### [Consigne]
Transformez en liste numérotée tout ce qui va de la ligne contenant « Task: set a dot on every instance of the coach » jusqu'à la fin des lignes ci-dessous, en laissant de côté les lignes vides.

### [Données de travail]
• • • • •
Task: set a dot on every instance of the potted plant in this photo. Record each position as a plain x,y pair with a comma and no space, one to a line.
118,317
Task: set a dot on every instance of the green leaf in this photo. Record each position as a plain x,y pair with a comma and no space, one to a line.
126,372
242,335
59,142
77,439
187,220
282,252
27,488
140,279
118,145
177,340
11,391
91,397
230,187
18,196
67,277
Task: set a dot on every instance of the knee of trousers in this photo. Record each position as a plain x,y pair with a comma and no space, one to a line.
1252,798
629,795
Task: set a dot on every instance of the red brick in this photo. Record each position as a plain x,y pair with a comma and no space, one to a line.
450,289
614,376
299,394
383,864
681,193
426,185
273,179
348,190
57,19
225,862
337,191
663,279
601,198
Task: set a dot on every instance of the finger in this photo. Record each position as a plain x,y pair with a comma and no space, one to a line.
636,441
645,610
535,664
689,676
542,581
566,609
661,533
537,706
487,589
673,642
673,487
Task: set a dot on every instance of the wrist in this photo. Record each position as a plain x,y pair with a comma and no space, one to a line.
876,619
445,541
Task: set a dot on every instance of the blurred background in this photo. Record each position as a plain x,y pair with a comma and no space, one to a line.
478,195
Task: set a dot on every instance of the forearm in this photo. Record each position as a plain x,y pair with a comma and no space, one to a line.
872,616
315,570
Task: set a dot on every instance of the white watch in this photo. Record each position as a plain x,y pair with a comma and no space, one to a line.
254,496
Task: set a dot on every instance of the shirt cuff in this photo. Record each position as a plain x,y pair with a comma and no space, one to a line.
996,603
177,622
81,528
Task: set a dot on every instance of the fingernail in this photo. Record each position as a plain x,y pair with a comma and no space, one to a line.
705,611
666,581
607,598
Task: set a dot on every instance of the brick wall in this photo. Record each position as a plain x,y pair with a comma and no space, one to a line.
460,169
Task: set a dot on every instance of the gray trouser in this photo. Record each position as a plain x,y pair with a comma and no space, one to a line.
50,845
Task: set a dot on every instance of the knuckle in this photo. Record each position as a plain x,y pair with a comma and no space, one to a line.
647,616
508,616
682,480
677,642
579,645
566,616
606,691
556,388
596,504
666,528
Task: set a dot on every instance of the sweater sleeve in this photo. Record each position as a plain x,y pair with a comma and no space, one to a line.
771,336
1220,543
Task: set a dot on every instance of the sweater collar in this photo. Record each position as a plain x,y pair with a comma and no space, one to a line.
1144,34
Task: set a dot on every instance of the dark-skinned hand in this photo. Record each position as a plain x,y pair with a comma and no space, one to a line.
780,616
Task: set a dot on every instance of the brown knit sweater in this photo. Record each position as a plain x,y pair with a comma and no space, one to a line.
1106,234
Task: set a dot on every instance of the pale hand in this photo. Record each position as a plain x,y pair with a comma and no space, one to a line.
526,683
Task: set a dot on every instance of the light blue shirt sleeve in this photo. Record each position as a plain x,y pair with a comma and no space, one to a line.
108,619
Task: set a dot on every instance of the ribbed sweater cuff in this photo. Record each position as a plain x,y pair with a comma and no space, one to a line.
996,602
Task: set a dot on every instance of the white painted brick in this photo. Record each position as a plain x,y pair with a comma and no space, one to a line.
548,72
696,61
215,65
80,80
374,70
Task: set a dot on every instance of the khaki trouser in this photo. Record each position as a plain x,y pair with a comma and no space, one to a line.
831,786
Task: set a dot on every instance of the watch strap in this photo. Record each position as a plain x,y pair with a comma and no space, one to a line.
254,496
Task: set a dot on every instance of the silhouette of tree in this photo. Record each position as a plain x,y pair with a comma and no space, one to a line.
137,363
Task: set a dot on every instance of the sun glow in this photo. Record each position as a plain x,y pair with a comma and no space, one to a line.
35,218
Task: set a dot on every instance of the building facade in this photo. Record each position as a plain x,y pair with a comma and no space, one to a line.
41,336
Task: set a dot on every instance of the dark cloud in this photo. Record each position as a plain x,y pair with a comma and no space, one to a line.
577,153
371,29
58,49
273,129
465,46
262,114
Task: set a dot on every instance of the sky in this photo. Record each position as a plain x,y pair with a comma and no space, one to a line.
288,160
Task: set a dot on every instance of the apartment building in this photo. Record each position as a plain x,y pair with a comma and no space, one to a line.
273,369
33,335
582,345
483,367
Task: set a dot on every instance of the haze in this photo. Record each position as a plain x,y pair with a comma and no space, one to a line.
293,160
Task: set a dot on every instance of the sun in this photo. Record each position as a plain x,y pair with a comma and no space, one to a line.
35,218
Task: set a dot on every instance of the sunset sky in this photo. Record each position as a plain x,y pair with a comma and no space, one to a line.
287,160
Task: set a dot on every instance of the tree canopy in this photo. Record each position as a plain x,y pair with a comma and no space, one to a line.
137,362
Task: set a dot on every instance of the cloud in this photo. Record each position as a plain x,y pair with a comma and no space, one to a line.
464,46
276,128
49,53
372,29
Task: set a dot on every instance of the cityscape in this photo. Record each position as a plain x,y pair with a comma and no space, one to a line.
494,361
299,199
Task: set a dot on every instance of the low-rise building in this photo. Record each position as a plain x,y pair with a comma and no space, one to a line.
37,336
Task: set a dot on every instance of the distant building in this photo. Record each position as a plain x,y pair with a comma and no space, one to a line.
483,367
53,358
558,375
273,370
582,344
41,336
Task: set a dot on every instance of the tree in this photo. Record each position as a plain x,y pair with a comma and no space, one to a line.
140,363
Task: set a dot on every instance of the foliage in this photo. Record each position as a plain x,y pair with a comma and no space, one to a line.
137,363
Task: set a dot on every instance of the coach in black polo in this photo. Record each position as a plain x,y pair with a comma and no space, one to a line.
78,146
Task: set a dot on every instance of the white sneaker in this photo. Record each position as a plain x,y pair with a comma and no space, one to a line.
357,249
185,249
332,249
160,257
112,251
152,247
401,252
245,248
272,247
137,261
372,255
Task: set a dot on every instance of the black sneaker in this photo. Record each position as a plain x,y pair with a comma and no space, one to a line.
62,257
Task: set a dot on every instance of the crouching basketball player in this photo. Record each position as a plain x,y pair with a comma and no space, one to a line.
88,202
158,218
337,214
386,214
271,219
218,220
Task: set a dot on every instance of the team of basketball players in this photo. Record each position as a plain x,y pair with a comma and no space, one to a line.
• • • • •
### [Réponse]
1. Task: set a dot on every instance of the coach in black polo in this photo. Record each position as a plain x,y pair with a comma and no space, one to a line.
2. 78,146
3. Task: set a dot on every instance of the white sneaker in this photo. Record each position as a plain x,y pair with a comma and no space, one to a line.
4. 357,249
5. 185,249
6. 332,249
7. 160,257
8. 112,251
9. 152,247
10. 401,252
11. 245,248
12. 272,247
13. 137,261
14. 372,255
15. Task: set a dot on every instance of the black sneaker in this photo. Record each position as a plain x,y pair with a comma and no space, one to a line.
16. 62,257
17. Task: set a dot on every instance of the crouching basketball player in this photo. Record each position as a plain x,y pair with a comma and no space, one to a line.
18. 88,202
19. 158,218
20. 337,214
21. 386,214
22. 271,219
23. 218,220
24. Task: set a dot on every instance of the team of basketball players in this photo. Record each position as a plain x,y pair with a comma and no space, one to a line.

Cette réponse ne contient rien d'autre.